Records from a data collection
########################################

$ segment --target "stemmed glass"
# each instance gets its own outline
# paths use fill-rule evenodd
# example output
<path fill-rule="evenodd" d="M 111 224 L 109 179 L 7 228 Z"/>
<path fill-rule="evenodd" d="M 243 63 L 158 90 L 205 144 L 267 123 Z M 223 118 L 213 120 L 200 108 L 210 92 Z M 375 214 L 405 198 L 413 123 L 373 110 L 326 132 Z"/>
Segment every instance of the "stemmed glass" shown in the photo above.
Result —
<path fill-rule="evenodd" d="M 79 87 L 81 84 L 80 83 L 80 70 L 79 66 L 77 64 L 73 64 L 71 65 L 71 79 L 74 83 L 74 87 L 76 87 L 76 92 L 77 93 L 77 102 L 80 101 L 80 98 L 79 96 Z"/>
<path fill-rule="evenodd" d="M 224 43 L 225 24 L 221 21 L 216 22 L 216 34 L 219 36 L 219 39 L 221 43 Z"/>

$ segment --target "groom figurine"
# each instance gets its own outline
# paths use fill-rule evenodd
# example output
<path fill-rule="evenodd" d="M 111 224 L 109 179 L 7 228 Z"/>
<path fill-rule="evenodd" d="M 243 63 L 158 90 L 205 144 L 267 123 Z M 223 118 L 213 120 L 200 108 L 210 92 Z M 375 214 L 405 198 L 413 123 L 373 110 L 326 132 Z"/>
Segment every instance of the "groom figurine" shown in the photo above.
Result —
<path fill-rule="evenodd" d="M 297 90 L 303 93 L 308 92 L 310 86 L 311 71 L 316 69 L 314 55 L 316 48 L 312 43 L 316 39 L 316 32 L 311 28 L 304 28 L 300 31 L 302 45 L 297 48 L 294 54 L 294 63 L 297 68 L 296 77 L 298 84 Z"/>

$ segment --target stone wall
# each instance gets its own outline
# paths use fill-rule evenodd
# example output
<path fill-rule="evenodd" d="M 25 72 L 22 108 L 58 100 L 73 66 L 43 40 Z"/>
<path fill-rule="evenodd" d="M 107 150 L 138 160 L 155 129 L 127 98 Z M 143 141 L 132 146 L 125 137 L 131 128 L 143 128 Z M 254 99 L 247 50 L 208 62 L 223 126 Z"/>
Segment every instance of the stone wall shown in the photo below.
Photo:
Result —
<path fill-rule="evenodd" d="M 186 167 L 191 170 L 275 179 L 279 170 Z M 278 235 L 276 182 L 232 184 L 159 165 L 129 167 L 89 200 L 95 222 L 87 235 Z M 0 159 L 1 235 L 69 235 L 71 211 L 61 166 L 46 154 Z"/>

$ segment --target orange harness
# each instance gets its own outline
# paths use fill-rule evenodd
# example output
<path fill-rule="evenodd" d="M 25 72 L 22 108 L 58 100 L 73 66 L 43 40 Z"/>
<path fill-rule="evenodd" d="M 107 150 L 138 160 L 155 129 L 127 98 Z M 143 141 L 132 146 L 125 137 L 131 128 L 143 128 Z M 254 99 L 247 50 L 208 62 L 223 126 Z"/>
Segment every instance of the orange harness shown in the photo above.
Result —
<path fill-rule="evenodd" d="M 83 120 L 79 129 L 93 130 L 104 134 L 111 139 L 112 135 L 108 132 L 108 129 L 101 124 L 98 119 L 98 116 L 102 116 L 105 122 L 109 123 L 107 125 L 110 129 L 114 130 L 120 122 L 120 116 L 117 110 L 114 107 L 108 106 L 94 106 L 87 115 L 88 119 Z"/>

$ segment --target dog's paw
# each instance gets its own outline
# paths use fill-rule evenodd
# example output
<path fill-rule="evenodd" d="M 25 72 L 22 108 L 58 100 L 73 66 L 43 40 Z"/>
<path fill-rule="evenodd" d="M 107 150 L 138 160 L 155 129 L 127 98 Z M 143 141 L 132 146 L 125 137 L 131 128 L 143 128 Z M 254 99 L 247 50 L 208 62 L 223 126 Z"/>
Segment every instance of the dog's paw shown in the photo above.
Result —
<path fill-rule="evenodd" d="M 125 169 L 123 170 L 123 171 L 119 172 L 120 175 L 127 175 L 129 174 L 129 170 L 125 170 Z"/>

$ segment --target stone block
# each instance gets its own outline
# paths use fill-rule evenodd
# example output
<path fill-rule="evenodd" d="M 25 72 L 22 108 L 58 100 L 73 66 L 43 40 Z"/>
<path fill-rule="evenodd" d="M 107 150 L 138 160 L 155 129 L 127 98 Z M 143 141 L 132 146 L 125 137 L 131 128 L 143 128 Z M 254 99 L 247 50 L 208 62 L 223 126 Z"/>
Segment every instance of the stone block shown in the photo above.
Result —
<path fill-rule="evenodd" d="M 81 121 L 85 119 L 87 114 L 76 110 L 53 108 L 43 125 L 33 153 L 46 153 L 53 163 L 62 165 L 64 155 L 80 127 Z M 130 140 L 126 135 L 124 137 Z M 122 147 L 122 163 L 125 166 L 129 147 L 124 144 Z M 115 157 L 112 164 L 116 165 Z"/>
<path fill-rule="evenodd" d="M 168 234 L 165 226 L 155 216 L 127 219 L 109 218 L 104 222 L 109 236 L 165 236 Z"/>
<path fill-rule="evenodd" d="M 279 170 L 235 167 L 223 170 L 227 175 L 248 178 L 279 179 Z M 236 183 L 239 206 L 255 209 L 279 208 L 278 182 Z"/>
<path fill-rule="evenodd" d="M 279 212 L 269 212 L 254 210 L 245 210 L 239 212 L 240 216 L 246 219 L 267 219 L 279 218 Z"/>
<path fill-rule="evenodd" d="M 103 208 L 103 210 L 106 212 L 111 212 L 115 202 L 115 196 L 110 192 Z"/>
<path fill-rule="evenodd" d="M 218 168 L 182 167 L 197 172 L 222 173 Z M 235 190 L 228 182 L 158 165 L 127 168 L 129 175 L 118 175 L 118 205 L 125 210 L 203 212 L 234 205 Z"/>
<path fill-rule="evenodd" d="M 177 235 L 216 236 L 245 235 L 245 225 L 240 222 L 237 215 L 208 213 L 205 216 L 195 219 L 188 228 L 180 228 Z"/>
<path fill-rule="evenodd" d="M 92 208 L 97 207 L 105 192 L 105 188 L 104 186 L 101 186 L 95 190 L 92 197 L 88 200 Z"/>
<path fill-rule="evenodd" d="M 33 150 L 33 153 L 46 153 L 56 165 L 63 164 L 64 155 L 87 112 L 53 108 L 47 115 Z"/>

########################################

Given exercise
Recast all of the data above as a JSON list of strings, with one string for each line and blank lines left out.

Answer for this exercise
[
  "$ segment --target \"stemmed glass\"",
  "# each instance gets its own outline",
  "# paths use fill-rule evenodd",
  "# example output",
  "<path fill-rule=\"evenodd\" d=\"M 111 224 L 109 179 L 7 228 Z\"/>",
  "<path fill-rule=\"evenodd\" d=\"M 243 63 L 158 90 L 205 144 L 267 123 Z M 223 118 L 213 120 L 200 108 L 210 92 Z M 375 214 L 405 198 L 413 123 L 373 110 L 326 132 Z\"/>",
  "Segment every instance of the \"stemmed glass\" shown in the photo above.",
  "Result —",
  "<path fill-rule=\"evenodd\" d=\"M 79 87 L 81 84 L 80 83 L 80 70 L 79 66 L 77 64 L 73 64 L 71 65 L 71 79 L 74 83 L 74 87 L 76 87 L 76 92 L 77 93 L 77 102 L 80 101 L 80 98 L 79 96 Z\"/>",
  "<path fill-rule=\"evenodd\" d=\"M 224 43 L 225 24 L 221 21 L 216 22 L 216 34 L 219 36 L 219 39 L 221 43 Z\"/>",
  "$ segment --target \"groom figurine\"",
  "# each instance gets its own outline",
  "# paths use fill-rule evenodd",
  "# example output",
  "<path fill-rule=\"evenodd\" d=\"M 111 224 L 109 179 L 7 228 Z\"/>",
  "<path fill-rule=\"evenodd\" d=\"M 243 63 L 158 90 L 205 144 L 267 123 Z M 223 118 L 213 120 L 200 108 L 210 92 Z M 375 214 L 405 198 L 413 123 L 373 110 L 326 132 Z\"/>",
  "Segment every instance of the \"groom figurine\" shown in the photo above.",
  "Result —",
  "<path fill-rule=\"evenodd\" d=\"M 297 90 L 303 93 L 308 92 L 310 86 L 311 71 L 316 69 L 314 55 L 316 48 L 312 43 L 316 39 L 316 32 L 311 28 L 304 28 L 300 31 L 302 45 L 297 48 L 294 54 L 294 63 L 297 68 L 296 77 L 298 84 Z\"/>",
  "$ segment --target stone wall",
  "# each instance gets its own outline",
  "# paths use fill-rule evenodd",
  "# example output",
  "<path fill-rule=\"evenodd\" d=\"M 25 72 L 22 108 L 58 100 L 73 66 L 43 40 Z\"/>",
  "<path fill-rule=\"evenodd\" d=\"M 107 150 L 138 160 L 155 129 L 127 98 Z M 143 141 L 132 146 L 125 137 L 131 128 L 143 128 Z M 254 99 L 247 50 L 208 62 L 223 126 Z\"/>",
  "Segment every instance of the stone wall shown in the photo below.",
  "Photo:",
  "Result —",
  "<path fill-rule=\"evenodd\" d=\"M 186 167 L 191 170 L 275 179 L 279 170 Z M 278 235 L 276 182 L 232 184 L 159 165 L 129 167 L 89 200 L 95 222 L 87 235 Z M 0 159 L 1 235 L 69 235 L 71 211 L 61 166 L 46 154 Z\"/>",
  "$ segment --target orange harness",
  "# each instance gets its own outline",
  "# paths use fill-rule evenodd",
  "# example output",
  "<path fill-rule=\"evenodd\" d=\"M 25 72 L 22 108 L 58 100 L 73 66 L 43 40 Z\"/>",
  "<path fill-rule=\"evenodd\" d=\"M 107 150 L 138 160 L 155 129 L 127 98 Z M 143 141 L 132 146 L 125 137 L 131 128 L 143 128 Z M 254 99 L 247 50 L 208 62 L 223 126 Z\"/>",
  "Segment every instance of the orange harness shown in the photo above.",
  "Result —",
  "<path fill-rule=\"evenodd\" d=\"M 83 120 L 79 129 L 93 130 L 104 134 L 111 139 L 112 135 L 108 132 L 108 129 L 101 124 L 98 119 L 98 116 L 102 116 L 105 122 L 109 123 L 107 125 L 110 129 L 114 130 L 120 122 L 120 116 L 117 110 L 114 107 L 108 106 L 94 106 L 87 115 L 88 119 Z\"/>",
  "$ segment --target dog's paw",
  "# each instance gets its own outline",
  "# paths use fill-rule evenodd",
  "# example output",
  "<path fill-rule=\"evenodd\" d=\"M 25 72 L 22 108 L 58 100 L 73 66 L 43 40 Z\"/>",
  "<path fill-rule=\"evenodd\" d=\"M 107 150 L 138 160 L 155 129 L 127 98 Z M 143 141 L 132 146 L 125 137 L 131 128 L 143 128 Z M 254 99 L 247 50 L 208 62 L 223 126 Z\"/>",
  "Segment every instance of the dog's paw shown in the photo above.",
  "Result —",
  "<path fill-rule=\"evenodd\" d=\"M 125 169 L 123 170 L 123 171 L 119 172 L 120 175 L 127 175 L 129 174 L 129 170 L 125 170 Z\"/>",
  "$ segment --target stone block",
  "# each instance gets its own outline",
  "# paths use fill-rule evenodd",
  "# example output",
  "<path fill-rule=\"evenodd\" d=\"M 25 72 L 22 108 L 58 100 L 73 66 L 43 40 Z\"/>",
  "<path fill-rule=\"evenodd\" d=\"M 107 150 L 138 160 L 155 129 L 127 98 Z M 143 141 L 132 146 L 125 137 L 131 128 L 143 128 Z M 254 99 L 247 50 L 208 62 L 223 126 Z\"/>",
  "Segment every instance of the stone block shown in the photo above.",
  "Result —",
  "<path fill-rule=\"evenodd\" d=\"M 81 121 L 85 119 L 87 114 L 76 110 L 53 108 L 43 125 L 33 153 L 46 153 L 53 163 L 62 165 L 64 155 L 80 127 Z M 130 140 L 126 135 L 124 137 Z M 122 147 L 122 163 L 125 166 L 129 147 L 124 144 Z M 115 157 L 112 164 L 116 165 Z\"/>",
  "<path fill-rule=\"evenodd\" d=\"M 168 234 L 165 226 L 155 216 L 127 219 L 109 218 L 104 222 L 109 236 L 165 236 Z\"/>",
  "<path fill-rule=\"evenodd\" d=\"M 279 170 L 235 167 L 223 170 L 227 175 L 248 178 L 279 179 Z M 236 183 L 239 206 L 255 209 L 279 208 L 278 182 Z\"/>",
  "<path fill-rule=\"evenodd\" d=\"M 279 212 L 269 212 L 254 210 L 245 210 L 239 212 L 240 216 L 246 219 L 267 219 L 279 218 Z\"/>",
  "<path fill-rule=\"evenodd\" d=\"M 103 208 L 103 210 L 106 212 L 111 212 L 115 202 L 115 196 L 110 192 Z\"/>",
  "<path fill-rule=\"evenodd\" d=\"M 218 168 L 182 167 L 197 172 L 222 173 Z M 235 190 L 228 182 L 158 165 L 127 168 L 129 175 L 118 175 L 118 205 L 125 210 L 203 212 L 234 205 Z\"/>",
  "<path fill-rule=\"evenodd\" d=\"M 177 235 L 216 236 L 245 235 L 245 225 L 240 222 L 237 215 L 208 213 L 205 216 L 195 219 L 188 228 L 180 228 Z\"/>",
  "<path fill-rule=\"evenodd\" d=\"M 92 208 L 97 207 L 105 192 L 105 188 L 104 186 L 101 186 L 95 190 L 92 197 L 88 200 Z\"/>",
  "<path fill-rule=\"evenodd\" d=\"M 33 150 L 33 153 L 46 153 L 56 165 L 63 164 L 64 155 L 87 112 L 53 108 L 47 115 Z\"/>"
]